Text extract

Wednesday, January 1, 2014

Redeeming Elijah

Elijah is one of the many Bible figures that I didn't meet until I was in my mid-twenties. My Catholic education strongly emphasized the gospels, but to the neglect of the entire rest of the Bible. Outside of Adam, Eve and Noah with whom I had a passing acquaintance, the bulk of the Bible outside the gospels, including Paul's letters, were virgin territory to my Catholic mind.

Significantly, Elijah, along with Moses, is on the mountain during Christ's transfiguration. He made the short short list.  He's also a harbinger to the Christ .  Malachi proclaimed "See, I will send the prophet Elijah to you before that great and dreadful day of the Lord comes." (Malachi 4:5). Jesus  told the crowds that John the Baptist "is the Elijah who was to come." (Matthew 11:14).  Why was Elijah selected for such a distinction?  Knowing the Lord, it wasn't anything specifically exceptional about the man himself but more that he was a willing student of His greater plan.  Willing clay.

I think it's best that I start with the Elijah of Kings and Chronicles--to anchor myself in the flesh and blood details of these accounts and work my way forward.   

Elijah appears out of nowhere, fully armed with bold prophetic authority.  He announces to King Ahab, perhaps the worst of the entire line of Israel kings, that his kingdom will suffer famine and drought until he says the word.   Clearly Elijah is fully deluded or fully confident in the power of his Master.
Elijah and Ahab, Harold Copping (1863-1932), lithograph 1908

Elijah is identified as "a Tishbe from Gilead."  

"Elijah came from Tishbe in Gilead, east of the Jordan River, and was thus called a Tishbite. His history is recorded only in Kings. We are told nothing about his background, family, or call to the prophetic ministry." -Believer's Bible Commentary


As is often the case in my studies, someone has gone before me, pondered the scene more deeply and summarized it all much more succinctly and powerfully.  I'm never sad that I wasn't the first to tread this path of though, only thankful for such excellence company on my pilgramage.  It's one of the great priveleges of the Christian faith, to have such sturdy stock behind us, lifting us up on our current travels.

Frederick Brotherton Meyer (1847-1929) was an English Bapist pastor, lifelong friend of D.L. Moody, and active in community missionary work throughout his lifetime. Before we explore his commentary on 1 King Here is his commentary on 1 Kings 17, it's work relaying some of his final words to a friend:

"I have just heard, to my great surprise, that I have but a few days to live. It may be that before this reaches you, I shall have entered the palace. Don’t trouble to write. We shall meet in the morning."

Recorded data

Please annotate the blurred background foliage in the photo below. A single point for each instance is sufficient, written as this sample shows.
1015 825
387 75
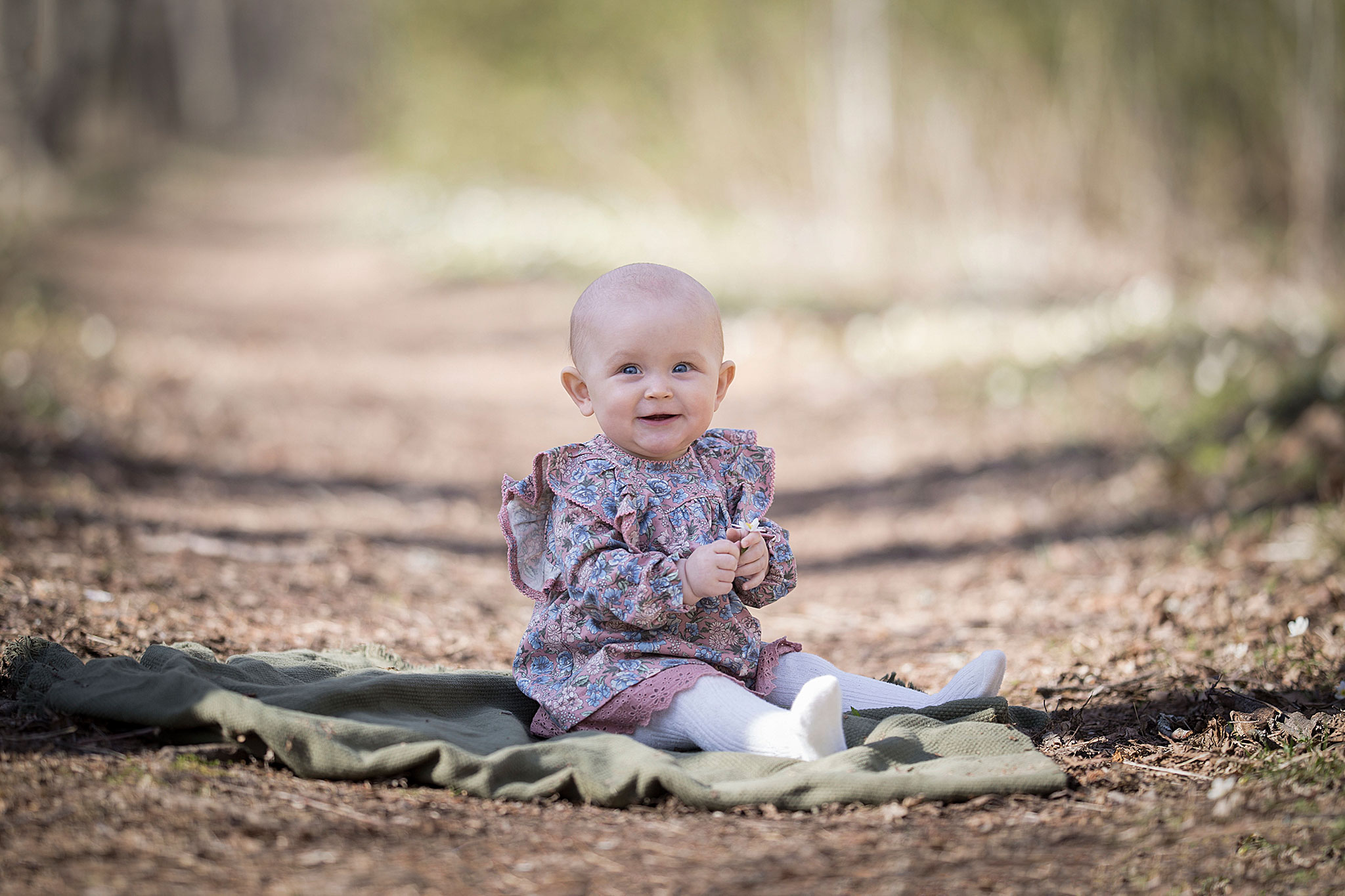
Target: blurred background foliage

Objective A
In the post on Elijah, whose lifelong friend was Frederick Brotherton Meyer?
Objective B
Print everything in the post on Elijah from "As is often" down to "our current travels.".
Objective C
List every Bible reference in the post on Elijah that includes a chapter number.
The data is not needed for any of this.

Answer A
D.L. Moody

Answer B
As is often the case in my studies, someone has gone before me, pondered the scene more deeply and summarized it all much more succinctly and powerfully.  I'm never sad that I wasn't the first to tread this path of though, only thankful for such excellence company on my pilgramage.  It's one of the great priveleges of the Christian faith, to have such sturdy stock behind us, lifting us up on our current travels.

Answer C
Malachi 4:5
Matthew 11:14
1 Kings 17